会期は10月4日から12月21日まで。(前期は11月9日まで。後期は11月11日から。前後期でほぼ全作品入替。国宝・曜変天目は通期展示。) 入館料は一般1,500円。日時指定予約優先。

行きそびれ、開幕から半月以上経過して来館しました。今回はネット予約をせず、受付で当日券を購入。前後期セット券(2,500円)の購入はウェブに限られます。
国宝・曜変天目以外の展示作品は全て撮影することができます。印象に残った展示作品を順にご紹介しましょう。尚、紫色の文字で表記した箇所は、展示室内の解説より(一部)引用しました。

第1章 岩崎家(静嘉堂)と博覧会
日本が初めて万国博覧会に正式参加したのは1867年パリ万国博覧会である。(中略) 福沢諭吉『西洋事情』では「博覧会」とは各地の名産、産業、古物奇品を集め、世界の人々に示す産物の大会であるとする。(中略) 本章では、岩崎彌之助・小彌太が、それぞれ博覧会やそれに準ずる海外展に出陳協力をした美術品を概観する。

==================================================

#### 依頼内容 1:
記録の中から、文字列「handle」を含む行をすべて報告してください。大文字と小文字は区別する。

==================================================

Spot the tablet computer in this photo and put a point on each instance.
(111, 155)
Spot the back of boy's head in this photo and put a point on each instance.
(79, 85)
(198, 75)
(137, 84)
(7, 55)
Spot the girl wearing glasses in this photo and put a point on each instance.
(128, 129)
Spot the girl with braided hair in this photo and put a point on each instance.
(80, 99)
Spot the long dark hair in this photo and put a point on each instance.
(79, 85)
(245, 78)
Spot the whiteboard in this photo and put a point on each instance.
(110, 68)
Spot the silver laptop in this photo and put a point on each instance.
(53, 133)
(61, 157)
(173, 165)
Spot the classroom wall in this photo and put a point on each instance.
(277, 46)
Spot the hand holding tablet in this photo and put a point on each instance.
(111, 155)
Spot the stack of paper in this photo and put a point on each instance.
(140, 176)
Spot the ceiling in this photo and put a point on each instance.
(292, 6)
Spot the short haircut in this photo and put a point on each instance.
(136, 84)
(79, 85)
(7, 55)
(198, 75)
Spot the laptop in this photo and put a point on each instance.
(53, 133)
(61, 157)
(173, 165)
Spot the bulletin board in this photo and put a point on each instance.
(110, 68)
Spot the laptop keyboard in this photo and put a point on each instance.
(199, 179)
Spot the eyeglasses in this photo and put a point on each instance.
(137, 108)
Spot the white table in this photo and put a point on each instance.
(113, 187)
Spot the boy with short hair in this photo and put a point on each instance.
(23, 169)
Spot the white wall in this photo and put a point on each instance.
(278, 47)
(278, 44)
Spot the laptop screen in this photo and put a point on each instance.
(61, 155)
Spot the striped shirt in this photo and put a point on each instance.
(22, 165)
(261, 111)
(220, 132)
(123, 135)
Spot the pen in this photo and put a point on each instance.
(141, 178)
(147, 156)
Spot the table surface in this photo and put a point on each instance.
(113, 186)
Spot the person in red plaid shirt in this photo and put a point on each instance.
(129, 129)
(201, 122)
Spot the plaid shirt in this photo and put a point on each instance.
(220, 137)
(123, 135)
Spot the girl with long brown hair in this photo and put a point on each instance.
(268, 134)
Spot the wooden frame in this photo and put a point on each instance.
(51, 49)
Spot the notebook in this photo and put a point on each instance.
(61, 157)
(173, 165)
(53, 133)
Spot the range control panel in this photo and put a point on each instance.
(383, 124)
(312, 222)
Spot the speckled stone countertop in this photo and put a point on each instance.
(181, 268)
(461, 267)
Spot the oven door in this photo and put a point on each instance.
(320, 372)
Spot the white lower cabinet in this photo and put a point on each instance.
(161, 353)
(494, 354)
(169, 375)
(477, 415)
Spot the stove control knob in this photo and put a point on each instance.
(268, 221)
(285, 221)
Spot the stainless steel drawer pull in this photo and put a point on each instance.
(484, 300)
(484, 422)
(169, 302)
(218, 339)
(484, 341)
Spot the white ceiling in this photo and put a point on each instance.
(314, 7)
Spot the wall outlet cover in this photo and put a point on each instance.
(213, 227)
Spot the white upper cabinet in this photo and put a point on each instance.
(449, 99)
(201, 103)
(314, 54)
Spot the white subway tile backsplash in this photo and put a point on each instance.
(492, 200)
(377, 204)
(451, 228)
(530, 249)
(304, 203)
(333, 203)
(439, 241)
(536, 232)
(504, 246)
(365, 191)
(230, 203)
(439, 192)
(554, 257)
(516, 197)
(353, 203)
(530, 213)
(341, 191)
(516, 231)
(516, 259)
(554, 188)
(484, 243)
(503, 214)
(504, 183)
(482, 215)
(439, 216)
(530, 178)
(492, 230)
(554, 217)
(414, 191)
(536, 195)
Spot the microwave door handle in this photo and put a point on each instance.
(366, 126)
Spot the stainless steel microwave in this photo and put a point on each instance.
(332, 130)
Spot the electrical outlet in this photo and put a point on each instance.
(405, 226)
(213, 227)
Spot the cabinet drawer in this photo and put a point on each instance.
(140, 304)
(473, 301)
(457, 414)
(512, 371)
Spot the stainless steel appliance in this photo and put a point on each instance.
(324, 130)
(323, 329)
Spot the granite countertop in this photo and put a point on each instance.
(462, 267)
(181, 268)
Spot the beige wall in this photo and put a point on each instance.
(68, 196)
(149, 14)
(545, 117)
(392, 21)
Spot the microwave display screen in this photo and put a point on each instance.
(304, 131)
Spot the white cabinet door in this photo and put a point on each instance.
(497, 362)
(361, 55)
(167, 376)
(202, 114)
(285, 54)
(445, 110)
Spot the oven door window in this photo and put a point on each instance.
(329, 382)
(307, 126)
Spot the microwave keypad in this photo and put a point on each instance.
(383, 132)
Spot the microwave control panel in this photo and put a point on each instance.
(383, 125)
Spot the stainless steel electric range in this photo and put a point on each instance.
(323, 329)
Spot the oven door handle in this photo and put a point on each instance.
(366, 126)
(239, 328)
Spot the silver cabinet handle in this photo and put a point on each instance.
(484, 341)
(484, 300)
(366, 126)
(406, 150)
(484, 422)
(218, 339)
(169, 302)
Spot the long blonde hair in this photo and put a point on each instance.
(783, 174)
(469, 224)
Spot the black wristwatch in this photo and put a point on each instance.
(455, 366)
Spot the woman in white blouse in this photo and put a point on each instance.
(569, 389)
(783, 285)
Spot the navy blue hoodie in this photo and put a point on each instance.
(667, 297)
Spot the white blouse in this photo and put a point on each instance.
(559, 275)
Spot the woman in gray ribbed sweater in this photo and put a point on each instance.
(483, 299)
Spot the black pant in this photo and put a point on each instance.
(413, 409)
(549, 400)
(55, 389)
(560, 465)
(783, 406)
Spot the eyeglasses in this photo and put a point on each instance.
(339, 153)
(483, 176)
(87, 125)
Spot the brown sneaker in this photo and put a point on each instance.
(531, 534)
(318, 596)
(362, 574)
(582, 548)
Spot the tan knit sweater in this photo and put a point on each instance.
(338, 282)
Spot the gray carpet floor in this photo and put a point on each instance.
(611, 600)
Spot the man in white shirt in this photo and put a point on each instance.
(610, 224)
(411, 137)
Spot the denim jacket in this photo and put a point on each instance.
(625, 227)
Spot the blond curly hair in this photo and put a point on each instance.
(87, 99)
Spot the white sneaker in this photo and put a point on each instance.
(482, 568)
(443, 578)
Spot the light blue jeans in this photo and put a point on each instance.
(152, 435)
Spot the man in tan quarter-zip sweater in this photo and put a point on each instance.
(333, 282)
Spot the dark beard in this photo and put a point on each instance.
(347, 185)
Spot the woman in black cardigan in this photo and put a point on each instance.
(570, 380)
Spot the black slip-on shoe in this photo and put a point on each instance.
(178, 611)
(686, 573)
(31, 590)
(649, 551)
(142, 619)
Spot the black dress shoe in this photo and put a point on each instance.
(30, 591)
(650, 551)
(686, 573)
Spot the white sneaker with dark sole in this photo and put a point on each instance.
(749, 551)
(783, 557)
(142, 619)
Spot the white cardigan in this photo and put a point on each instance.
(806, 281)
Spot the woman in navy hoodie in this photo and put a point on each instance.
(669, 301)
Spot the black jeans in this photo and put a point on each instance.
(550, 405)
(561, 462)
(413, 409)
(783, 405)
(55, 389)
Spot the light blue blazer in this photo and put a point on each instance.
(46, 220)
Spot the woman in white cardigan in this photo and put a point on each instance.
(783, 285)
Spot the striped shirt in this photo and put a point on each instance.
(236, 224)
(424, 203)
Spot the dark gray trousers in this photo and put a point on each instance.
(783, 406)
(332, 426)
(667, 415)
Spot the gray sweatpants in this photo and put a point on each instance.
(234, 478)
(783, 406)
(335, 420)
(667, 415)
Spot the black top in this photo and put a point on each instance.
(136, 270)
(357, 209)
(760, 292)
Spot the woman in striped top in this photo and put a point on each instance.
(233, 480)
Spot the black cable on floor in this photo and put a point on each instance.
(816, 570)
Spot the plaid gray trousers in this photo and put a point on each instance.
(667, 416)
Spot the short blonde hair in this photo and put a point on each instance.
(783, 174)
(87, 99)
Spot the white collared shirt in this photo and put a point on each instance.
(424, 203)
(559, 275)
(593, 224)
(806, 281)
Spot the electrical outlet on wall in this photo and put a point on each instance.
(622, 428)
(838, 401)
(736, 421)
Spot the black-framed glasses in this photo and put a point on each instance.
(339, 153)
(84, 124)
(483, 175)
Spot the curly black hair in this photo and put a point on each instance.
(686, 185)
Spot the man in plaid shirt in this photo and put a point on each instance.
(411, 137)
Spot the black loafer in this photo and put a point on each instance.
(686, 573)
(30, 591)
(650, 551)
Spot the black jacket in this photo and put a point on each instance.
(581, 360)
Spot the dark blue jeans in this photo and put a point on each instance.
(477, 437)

==================================================

#### 依頼内容 2:
提示文に基づき、次の問いに答えよ。
(a) 前期の展示は何日までか。
(b) 前後期セット券はどこで購入できるか。
(c) 日本が初めて正式参加した万国博覧会は何年のどこの博覧会か。

#### 最終結果 1:
Spot the microwave door handle in this photo and put a point on each instance.
Spot the oven door handle in this photo and put a point on each instance.
Spot the silver cabinet handle in this photo and put a point on each instance.

#### 最終結果 2:
(a) 11月9日まで。
(b) ウェブのみ。
(c) 1867年のパリ万国博覧会。